* START Supplied information *

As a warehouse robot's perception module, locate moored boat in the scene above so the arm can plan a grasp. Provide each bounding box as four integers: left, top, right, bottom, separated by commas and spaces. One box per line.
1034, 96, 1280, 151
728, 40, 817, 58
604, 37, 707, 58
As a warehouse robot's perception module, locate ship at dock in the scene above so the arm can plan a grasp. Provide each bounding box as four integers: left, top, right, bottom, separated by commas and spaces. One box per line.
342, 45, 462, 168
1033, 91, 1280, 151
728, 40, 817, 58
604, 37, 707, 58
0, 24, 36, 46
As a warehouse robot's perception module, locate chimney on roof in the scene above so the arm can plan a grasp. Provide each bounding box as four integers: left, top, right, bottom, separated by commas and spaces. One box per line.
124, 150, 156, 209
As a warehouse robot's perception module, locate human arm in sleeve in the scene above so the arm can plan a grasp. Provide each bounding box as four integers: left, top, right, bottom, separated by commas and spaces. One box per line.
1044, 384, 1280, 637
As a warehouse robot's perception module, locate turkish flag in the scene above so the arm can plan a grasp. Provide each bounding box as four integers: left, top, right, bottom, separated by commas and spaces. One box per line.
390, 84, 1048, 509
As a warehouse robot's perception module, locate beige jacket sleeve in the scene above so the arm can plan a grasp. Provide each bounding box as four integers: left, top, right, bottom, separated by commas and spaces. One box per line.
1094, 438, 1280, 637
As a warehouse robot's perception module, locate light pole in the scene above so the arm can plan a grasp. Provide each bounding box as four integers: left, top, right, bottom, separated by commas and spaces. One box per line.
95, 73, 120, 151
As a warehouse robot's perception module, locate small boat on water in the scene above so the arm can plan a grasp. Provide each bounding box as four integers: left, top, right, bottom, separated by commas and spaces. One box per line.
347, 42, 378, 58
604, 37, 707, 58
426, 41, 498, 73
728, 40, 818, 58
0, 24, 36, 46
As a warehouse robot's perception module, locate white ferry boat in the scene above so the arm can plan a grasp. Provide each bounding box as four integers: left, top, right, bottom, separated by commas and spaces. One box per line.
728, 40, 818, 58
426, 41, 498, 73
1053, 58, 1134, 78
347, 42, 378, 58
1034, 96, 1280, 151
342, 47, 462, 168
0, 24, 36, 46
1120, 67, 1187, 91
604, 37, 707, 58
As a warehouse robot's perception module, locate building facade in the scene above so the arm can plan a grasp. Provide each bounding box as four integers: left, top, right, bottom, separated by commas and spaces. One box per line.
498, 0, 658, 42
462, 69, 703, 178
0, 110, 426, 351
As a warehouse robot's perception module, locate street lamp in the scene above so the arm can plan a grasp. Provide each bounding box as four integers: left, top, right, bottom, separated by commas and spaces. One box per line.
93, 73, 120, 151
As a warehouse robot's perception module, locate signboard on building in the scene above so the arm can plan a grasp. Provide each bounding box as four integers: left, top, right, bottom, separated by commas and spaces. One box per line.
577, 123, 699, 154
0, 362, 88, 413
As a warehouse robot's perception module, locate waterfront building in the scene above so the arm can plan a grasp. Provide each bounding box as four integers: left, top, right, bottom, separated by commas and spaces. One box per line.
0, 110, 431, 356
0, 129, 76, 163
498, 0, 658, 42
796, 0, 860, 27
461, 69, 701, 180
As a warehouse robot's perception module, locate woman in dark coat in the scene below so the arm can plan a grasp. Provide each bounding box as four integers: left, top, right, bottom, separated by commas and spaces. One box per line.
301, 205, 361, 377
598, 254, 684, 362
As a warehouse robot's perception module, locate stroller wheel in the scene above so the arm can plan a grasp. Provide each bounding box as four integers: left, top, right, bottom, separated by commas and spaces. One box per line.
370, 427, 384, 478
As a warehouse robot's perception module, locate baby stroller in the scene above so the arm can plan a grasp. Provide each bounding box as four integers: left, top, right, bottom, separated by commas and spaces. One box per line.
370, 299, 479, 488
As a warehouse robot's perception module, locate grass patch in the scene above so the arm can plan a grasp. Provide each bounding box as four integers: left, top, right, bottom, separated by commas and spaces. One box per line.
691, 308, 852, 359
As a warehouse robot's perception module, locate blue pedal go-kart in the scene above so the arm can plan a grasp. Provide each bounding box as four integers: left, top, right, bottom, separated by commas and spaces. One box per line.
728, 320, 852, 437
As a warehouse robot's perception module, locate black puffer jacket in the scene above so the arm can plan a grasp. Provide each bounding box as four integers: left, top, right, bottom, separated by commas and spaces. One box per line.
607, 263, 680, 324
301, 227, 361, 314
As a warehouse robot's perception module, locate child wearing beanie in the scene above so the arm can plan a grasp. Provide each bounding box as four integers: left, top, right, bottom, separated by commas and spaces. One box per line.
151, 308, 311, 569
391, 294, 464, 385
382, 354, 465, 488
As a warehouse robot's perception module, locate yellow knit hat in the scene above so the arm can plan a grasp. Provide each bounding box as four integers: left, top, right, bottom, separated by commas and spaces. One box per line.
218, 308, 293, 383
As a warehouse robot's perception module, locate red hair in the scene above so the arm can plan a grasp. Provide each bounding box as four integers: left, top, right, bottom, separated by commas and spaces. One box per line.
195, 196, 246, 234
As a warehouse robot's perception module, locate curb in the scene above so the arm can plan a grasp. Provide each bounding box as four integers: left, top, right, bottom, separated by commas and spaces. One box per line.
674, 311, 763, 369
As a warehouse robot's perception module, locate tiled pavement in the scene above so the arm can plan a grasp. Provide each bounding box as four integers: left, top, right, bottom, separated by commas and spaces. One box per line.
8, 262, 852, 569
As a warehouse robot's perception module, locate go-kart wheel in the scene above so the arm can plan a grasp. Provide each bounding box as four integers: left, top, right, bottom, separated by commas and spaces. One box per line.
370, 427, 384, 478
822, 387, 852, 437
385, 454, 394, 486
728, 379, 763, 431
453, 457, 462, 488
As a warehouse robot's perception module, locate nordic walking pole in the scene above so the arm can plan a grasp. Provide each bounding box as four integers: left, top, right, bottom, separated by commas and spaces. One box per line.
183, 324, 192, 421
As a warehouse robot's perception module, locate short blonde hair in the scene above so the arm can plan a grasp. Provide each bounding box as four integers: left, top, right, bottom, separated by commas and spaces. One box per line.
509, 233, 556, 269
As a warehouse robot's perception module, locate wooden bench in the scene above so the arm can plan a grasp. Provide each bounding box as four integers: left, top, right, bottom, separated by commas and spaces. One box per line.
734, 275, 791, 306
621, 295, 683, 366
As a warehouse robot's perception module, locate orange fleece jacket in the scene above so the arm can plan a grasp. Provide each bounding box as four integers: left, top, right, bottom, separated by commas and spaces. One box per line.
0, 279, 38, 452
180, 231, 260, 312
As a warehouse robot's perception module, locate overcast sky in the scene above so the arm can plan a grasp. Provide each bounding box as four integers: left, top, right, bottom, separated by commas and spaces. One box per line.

* END Supplied information *

Problem :: Reproduce the material word for word, starting at the line that contains "As a warehouse robot's perception module, locate curb" and stopping after the line that contains "8, 262, 852, 569".

Worked answer ::
As a warehouse robot's perception module, locate curb in the scene above so the arm can plan a grasp. Provide each bounding box as four integers: left, top, right, bottom, separated by commas and spaces. One box per line.
674, 311, 763, 369
As a warehouse robot's perception module, locate tiled pavement in the scene above so the arm can plan a grasp. Provide each bounding box as four integers: left, top, right, bottom, separated by commas and spaces. One box per line.
8, 262, 852, 569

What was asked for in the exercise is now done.